> _DIRECTIONS_
Revise the data below so that every occurrence of "drop a pin" reads "place a marker", and keep all other text unchanged.

-- Start of DATA SUPPLIED --

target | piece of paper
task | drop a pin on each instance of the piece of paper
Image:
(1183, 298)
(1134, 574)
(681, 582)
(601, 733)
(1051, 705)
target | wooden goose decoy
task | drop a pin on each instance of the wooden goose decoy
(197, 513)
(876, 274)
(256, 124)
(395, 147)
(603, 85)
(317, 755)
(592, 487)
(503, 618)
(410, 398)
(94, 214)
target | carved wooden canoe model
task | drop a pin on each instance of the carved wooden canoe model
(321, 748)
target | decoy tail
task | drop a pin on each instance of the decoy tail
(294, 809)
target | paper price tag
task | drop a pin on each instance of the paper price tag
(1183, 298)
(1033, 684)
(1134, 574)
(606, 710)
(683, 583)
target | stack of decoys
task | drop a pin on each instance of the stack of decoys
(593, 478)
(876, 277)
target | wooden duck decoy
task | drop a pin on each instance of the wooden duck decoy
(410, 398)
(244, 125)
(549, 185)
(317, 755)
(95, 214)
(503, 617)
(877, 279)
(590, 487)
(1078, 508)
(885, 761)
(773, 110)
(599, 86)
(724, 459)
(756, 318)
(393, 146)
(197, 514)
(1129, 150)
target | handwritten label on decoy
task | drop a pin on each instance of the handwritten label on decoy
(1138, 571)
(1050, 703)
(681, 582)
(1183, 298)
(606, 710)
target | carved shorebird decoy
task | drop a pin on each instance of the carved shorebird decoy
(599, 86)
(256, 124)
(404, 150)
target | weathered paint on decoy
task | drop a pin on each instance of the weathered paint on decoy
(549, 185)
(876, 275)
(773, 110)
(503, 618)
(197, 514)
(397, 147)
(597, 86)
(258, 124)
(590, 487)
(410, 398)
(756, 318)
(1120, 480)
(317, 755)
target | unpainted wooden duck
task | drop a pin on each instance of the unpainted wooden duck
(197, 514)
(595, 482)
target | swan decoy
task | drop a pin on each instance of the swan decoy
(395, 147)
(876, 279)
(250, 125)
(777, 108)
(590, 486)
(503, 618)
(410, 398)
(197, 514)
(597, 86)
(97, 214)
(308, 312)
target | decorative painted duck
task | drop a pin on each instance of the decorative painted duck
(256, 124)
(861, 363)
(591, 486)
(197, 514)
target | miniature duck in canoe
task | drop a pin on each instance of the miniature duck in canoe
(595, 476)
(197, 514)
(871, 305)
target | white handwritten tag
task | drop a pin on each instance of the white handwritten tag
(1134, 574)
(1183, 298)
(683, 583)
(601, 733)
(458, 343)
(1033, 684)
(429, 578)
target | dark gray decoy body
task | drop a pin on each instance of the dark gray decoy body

-- End of DATA SUPPLIED --

> _RESULT OF THE TASK_
target | piece of paper
task | place a marker on each instance of the piece of paper
Image:
(1183, 298)
(1134, 574)
(681, 582)
(601, 733)
(1051, 705)
target | wooden goose decoy
task | place a marker on each instance of the wooden goose decoy
(197, 513)
(876, 274)
(256, 124)
(395, 147)
(603, 85)
(317, 755)
(592, 487)
(503, 618)
(410, 398)
(94, 214)
target | carved wooden canoe model
task | place a marker on each instance of the carved wooden canoe model
(321, 748)
target | decoy tail
task | place a marker on each instance of the decoy tail
(294, 809)
target | paper price tag
task | place a marker on each instance of the paper price tag
(1183, 298)
(1033, 684)
(1134, 574)
(606, 710)
(683, 583)
target | stack of decoys
task | place a marker on each instance of the stack of decoys
(593, 478)
(876, 277)
target | wooden duck decoy
task | place a marker on each instance of the wooden duck decoy
(410, 398)
(244, 125)
(549, 185)
(317, 755)
(95, 214)
(503, 617)
(877, 279)
(590, 487)
(1078, 508)
(885, 761)
(773, 110)
(599, 86)
(724, 459)
(756, 318)
(393, 146)
(197, 514)
(1129, 150)
target | handwritten label on decoy
task | place a marker on each instance of the handwritten label on decoy
(1138, 571)
(1050, 703)
(681, 582)
(1183, 298)
(606, 710)
target | carved shorebird decoy
task | place a marker on each instance of the carved shorebird decoy
(599, 86)
(256, 124)
(404, 150)
target | weathered paint on decoy
task | place a marker on each instance of the weathered paint on decoy
(549, 185)
(876, 275)
(773, 110)
(503, 618)
(197, 514)
(397, 147)
(597, 86)
(258, 124)
(590, 487)
(410, 398)
(756, 318)
(1120, 480)
(317, 755)
target | unpainted wooden duck
task | place a marker on each instance of the unpainted wooden duck
(197, 514)
(595, 482)
target | swan decoy
task | place a marker on each instance of the swan decoy
(395, 147)
(876, 279)
(250, 125)
(777, 108)
(590, 486)
(503, 618)
(410, 398)
(197, 514)
(597, 86)
(97, 214)
(308, 312)
target | decorative painted duck
task | place a marker on each instance of the decorative painted duck
(256, 124)
(861, 363)
(591, 486)
(197, 514)
target | miniature duck in canoe
task | place a marker on each instance of the miniature duck in canoe
(595, 476)
(197, 514)
(871, 305)
target | white handwritten tag
task | place a marker on each instance of the white handwritten tag
(1134, 574)
(1183, 298)
(683, 583)
(601, 733)
(458, 343)
(1033, 684)
(429, 578)
target | dark gray decoy body
task | place a marker on each instance of the dark gray decoy body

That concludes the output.